▸ Request: Count the lines of the items below that contain the string "front". Give only the number.

Dataset excerpt:
※ ※ ※
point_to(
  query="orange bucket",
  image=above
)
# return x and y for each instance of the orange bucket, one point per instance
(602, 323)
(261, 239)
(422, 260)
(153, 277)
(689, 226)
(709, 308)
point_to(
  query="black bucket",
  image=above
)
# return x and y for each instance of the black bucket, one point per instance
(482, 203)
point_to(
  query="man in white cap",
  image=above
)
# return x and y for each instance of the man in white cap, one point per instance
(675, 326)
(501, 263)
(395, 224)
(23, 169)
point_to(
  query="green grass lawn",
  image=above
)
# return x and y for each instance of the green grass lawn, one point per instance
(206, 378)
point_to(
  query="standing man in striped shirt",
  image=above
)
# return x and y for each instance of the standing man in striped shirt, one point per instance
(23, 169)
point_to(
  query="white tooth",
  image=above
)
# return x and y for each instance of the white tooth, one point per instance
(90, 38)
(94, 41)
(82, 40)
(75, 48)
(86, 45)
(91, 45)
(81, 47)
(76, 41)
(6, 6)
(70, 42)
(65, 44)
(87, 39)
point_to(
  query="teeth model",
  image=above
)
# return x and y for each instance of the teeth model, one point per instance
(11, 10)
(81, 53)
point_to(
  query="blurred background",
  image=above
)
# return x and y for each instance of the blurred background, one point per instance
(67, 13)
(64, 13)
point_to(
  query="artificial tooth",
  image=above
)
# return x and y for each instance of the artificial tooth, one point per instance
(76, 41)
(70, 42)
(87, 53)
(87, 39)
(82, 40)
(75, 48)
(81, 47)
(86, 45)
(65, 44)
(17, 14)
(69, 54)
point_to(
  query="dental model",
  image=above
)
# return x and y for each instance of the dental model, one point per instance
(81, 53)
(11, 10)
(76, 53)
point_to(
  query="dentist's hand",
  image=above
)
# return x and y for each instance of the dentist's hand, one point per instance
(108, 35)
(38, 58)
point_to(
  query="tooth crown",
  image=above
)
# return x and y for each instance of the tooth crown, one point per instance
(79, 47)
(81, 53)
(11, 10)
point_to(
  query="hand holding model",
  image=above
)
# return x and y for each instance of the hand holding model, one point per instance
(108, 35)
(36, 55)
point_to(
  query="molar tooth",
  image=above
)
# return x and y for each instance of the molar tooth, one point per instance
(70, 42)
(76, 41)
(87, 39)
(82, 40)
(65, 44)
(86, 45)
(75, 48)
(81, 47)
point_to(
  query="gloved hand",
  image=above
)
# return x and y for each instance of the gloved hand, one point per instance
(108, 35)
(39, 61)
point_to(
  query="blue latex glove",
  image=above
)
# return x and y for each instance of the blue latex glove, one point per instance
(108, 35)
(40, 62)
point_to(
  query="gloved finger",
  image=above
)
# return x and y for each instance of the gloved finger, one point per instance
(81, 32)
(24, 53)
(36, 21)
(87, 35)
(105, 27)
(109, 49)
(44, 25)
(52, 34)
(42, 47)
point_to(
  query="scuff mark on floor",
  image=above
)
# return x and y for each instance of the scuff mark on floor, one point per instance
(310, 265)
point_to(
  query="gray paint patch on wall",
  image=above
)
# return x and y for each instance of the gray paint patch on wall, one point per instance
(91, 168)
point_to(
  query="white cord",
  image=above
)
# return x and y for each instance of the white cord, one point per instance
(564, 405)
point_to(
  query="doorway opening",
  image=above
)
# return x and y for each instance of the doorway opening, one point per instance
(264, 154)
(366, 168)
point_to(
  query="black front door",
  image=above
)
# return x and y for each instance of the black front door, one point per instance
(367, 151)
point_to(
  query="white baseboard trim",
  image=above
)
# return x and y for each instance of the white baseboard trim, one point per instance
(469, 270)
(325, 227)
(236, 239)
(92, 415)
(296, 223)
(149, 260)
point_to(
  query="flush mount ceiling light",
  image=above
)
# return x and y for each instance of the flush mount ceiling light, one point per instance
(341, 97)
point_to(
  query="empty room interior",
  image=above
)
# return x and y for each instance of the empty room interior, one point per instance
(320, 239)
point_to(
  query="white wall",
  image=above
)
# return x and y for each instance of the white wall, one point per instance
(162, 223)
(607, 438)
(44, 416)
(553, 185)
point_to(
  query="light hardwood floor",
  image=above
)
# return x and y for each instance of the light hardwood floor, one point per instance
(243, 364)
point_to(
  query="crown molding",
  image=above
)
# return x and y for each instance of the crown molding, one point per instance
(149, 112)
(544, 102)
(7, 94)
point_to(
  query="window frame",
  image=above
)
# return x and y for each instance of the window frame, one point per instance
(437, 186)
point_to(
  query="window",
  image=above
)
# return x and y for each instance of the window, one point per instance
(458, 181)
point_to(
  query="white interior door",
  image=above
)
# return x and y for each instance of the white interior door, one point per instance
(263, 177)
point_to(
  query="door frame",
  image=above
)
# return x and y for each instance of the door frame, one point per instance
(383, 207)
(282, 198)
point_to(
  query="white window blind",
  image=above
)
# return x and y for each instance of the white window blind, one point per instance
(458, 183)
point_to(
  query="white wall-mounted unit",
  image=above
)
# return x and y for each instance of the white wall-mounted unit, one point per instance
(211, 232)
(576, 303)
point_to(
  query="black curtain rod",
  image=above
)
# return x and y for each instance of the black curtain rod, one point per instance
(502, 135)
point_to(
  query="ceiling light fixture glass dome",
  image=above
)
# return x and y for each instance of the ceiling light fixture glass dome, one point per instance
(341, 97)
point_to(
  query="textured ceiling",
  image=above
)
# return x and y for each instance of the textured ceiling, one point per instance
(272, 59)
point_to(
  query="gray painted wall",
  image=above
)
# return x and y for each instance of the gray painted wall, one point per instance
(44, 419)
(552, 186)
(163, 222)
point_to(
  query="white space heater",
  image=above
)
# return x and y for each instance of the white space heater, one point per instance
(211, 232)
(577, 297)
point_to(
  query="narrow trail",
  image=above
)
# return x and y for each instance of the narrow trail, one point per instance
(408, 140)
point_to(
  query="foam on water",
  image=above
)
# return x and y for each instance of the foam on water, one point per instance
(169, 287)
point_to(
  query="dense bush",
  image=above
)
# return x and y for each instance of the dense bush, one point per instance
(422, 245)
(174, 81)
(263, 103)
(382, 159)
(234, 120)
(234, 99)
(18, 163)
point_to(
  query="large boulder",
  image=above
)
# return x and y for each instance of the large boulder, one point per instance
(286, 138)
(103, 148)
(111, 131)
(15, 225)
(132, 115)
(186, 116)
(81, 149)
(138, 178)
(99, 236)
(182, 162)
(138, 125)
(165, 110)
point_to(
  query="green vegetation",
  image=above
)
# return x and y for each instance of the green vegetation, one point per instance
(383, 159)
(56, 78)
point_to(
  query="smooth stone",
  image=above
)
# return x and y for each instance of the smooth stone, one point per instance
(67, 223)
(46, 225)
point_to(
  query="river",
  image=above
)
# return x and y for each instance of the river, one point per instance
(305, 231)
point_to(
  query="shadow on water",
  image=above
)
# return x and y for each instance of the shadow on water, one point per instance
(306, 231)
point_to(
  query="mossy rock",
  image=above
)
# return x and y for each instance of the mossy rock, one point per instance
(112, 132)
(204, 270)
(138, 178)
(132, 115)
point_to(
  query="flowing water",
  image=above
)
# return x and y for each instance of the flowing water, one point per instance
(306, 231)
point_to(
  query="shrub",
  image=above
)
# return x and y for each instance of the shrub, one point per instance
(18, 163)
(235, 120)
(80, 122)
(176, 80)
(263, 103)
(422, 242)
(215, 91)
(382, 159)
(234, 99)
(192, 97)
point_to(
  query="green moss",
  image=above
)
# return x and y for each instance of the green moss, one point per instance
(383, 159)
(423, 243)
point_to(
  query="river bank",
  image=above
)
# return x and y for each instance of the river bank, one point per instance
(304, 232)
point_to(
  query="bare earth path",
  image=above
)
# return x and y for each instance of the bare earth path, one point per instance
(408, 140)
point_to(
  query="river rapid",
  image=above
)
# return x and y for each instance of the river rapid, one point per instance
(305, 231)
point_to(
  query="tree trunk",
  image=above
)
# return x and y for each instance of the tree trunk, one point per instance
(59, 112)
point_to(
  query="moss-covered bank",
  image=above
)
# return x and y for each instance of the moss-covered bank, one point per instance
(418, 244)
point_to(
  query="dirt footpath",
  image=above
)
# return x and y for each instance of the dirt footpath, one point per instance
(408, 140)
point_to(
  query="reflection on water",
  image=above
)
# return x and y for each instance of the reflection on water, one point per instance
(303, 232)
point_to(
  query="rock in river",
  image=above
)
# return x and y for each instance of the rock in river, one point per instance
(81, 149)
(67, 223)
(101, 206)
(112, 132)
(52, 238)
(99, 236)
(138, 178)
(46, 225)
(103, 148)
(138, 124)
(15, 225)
※ ※ ※
▸ Problem solution: 2